Aim — Update the material below by putting "Label" wherever "Query" appears, with all other text left unchanged. Leave the pictures out of your answer.

# Start of Dataset excerpts

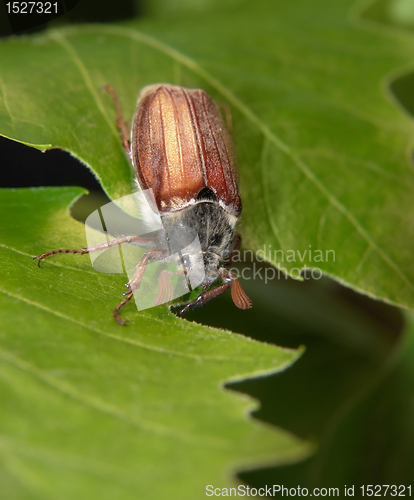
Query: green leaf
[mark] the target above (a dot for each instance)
(93, 410)
(321, 145)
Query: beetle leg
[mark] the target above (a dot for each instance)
(204, 297)
(135, 282)
(145, 242)
(122, 124)
(240, 299)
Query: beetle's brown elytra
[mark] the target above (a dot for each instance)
(180, 148)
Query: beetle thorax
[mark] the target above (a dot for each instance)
(204, 225)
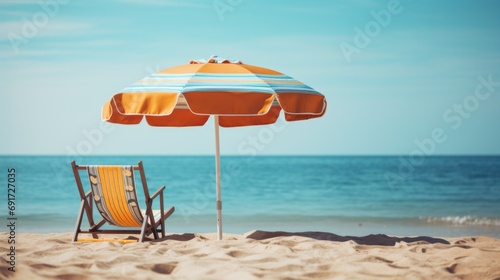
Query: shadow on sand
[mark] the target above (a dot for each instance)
(372, 239)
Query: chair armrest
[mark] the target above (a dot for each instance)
(88, 194)
(159, 191)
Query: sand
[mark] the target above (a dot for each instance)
(255, 255)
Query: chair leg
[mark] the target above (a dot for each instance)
(163, 228)
(79, 221)
(143, 229)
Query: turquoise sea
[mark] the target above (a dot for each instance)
(431, 196)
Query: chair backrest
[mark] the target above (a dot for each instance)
(114, 193)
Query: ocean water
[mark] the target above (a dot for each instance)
(431, 196)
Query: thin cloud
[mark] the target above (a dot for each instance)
(170, 3)
(53, 28)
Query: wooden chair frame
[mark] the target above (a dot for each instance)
(149, 225)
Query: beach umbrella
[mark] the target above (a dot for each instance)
(234, 93)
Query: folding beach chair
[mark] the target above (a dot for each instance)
(114, 194)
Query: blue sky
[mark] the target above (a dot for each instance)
(400, 77)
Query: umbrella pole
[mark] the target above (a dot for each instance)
(217, 179)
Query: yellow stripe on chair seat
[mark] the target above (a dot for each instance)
(123, 241)
(115, 195)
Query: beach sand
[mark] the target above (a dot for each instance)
(255, 255)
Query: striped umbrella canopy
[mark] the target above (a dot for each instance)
(236, 94)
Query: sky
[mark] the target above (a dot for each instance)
(400, 77)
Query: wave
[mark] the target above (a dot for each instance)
(463, 221)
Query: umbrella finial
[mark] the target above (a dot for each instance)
(212, 59)
(215, 59)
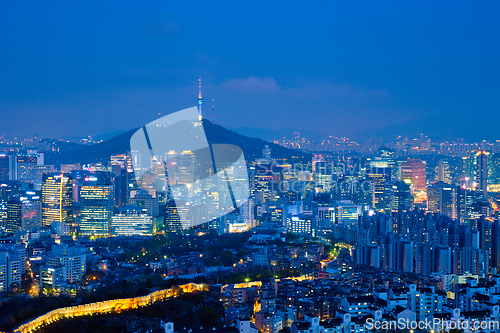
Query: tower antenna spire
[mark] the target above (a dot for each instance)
(200, 100)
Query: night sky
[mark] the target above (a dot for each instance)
(355, 69)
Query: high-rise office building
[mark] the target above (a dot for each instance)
(25, 165)
(494, 168)
(10, 270)
(24, 212)
(145, 200)
(413, 172)
(400, 196)
(96, 204)
(482, 172)
(57, 202)
(73, 258)
(266, 153)
(445, 199)
(132, 221)
(324, 174)
(379, 177)
(5, 167)
(122, 187)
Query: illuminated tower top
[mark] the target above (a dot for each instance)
(200, 100)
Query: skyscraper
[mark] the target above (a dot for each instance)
(413, 172)
(131, 221)
(445, 199)
(96, 204)
(24, 211)
(401, 198)
(5, 167)
(379, 177)
(57, 201)
(482, 172)
(200, 101)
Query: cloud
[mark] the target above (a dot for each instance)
(252, 83)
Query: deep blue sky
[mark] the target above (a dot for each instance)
(355, 68)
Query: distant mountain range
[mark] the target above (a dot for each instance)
(272, 134)
(120, 144)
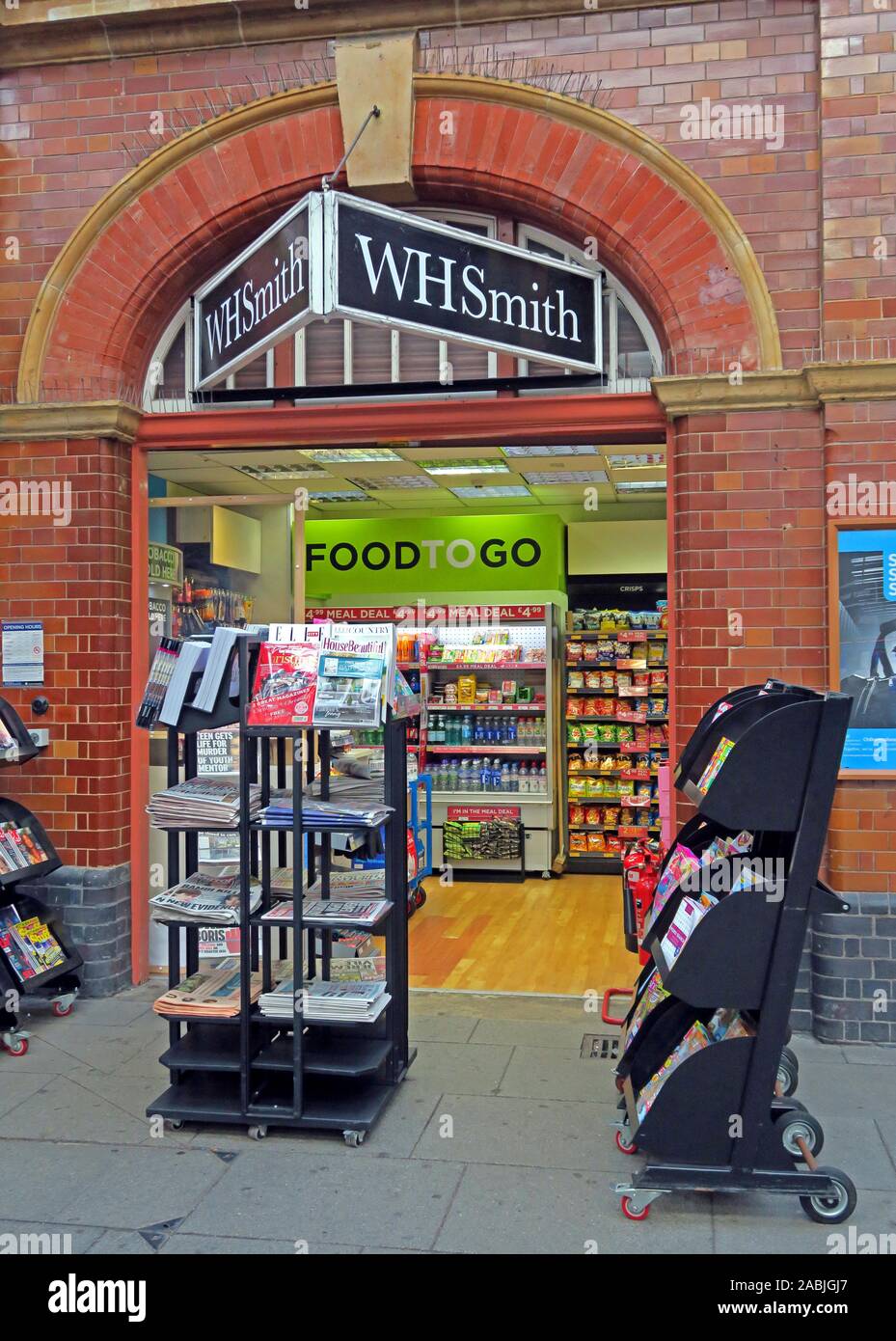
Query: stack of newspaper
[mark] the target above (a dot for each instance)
(336, 912)
(350, 1002)
(202, 804)
(205, 900)
(325, 814)
(212, 993)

# End of Dataset excerpts

Written reply —
Label: green leaf
[mark] the target above (a dot for each instance)
(93, 410)
(321, 145)
Label: beetle leg
[mark] the target above (a dot for each instance)
(204, 297)
(135, 282)
(145, 242)
(122, 124)
(240, 299)
Label: beetle's brown elytra
[mark] the target above (a dot for each instance)
(180, 148)
Label: beetle thorax
[mark] the target above (a dot for each instance)
(204, 225)
Label: shadow on sand
[mark] the target above (a dot for each instance)
(372, 239)
Label: chair armrest
[mark] the target above (a dot for each instance)
(88, 194)
(159, 191)
Label: sand
[mark] the target above (a dot for each instance)
(255, 255)
Label: chair leg
[mark] the target above (a dot for each instance)
(163, 228)
(79, 221)
(143, 229)
Label: turquoise sea
[mark] the target above (a dot for each instance)
(431, 196)
Label: chair backrest
[mark] the target above (a dot for each instance)
(114, 193)
Label: ocean water
[mark] the target above (a dot for each instance)
(431, 196)
Label: thin cloud
[mark] the target above (a dot for each instance)
(170, 3)
(53, 28)
Label: wooden chair frame
[mark] the target above (a dot for each instance)
(149, 225)
Label: beach umbrella
[mark] the target above (a dot for each instance)
(234, 93)
Label: folding beach chair
[mark] the target above (a dot for each instance)
(114, 194)
Label: blue sky
[mark] the target above (a dot for each instance)
(400, 77)
Label: umbrella pole
[mark] the target above (a dot for each instance)
(217, 179)
Label: yellow stripe on chair seat
[mark] the target above (a dot for each instance)
(123, 241)
(115, 195)
Label: beach sand
[mark] the target above (a dot for each instance)
(255, 255)
Label: striped umbrella canopy
[mark] the target above (a dot for each instance)
(236, 94)
Label: sky
[mark] the target above (a dot for each instance)
(400, 77)
Label: wave
[mark] the target above (a dot for each instance)
(463, 221)
Label: umbrella finial
[mark] the target above (a dot for each instance)
(212, 59)
(215, 59)
Label: tower antenna spire
[mark] the target above (a dot for each instance)
(200, 100)
Label: night sky
[mark] the target above (a dot for each instance)
(355, 69)
Label: high-rise office building
[mark] the target above (a dot for each instance)
(25, 165)
(494, 168)
(10, 270)
(24, 212)
(145, 200)
(413, 172)
(400, 196)
(96, 204)
(482, 172)
(57, 202)
(73, 258)
(266, 153)
(445, 199)
(132, 221)
(324, 174)
(379, 177)
(5, 167)
(122, 187)
Label: illuminated tower top
[mark] the target above (a dot for each instance)
(200, 100)
Label: skyscraper
[mark] the target above (a dot for each instance)
(413, 172)
(131, 221)
(445, 199)
(96, 204)
(24, 211)
(401, 198)
(5, 167)
(379, 177)
(57, 201)
(482, 172)
(200, 101)
Label: cloud
[mark] the target above (a dot for each instance)
(252, 83)
Label: deep blue sky
[mark] the target above (a dot for each instance)
(355, 68)
Label: distant mountain range
[mark] the target above (a dot for each instance)
(272, 134)
(120, 144)
Label: stack of newspaper
[mark] the target above (a dot for each instance)
(336, 912)
(350, 1002)
(202, 804)
(205, 900)
(325, 814)
(212, 993)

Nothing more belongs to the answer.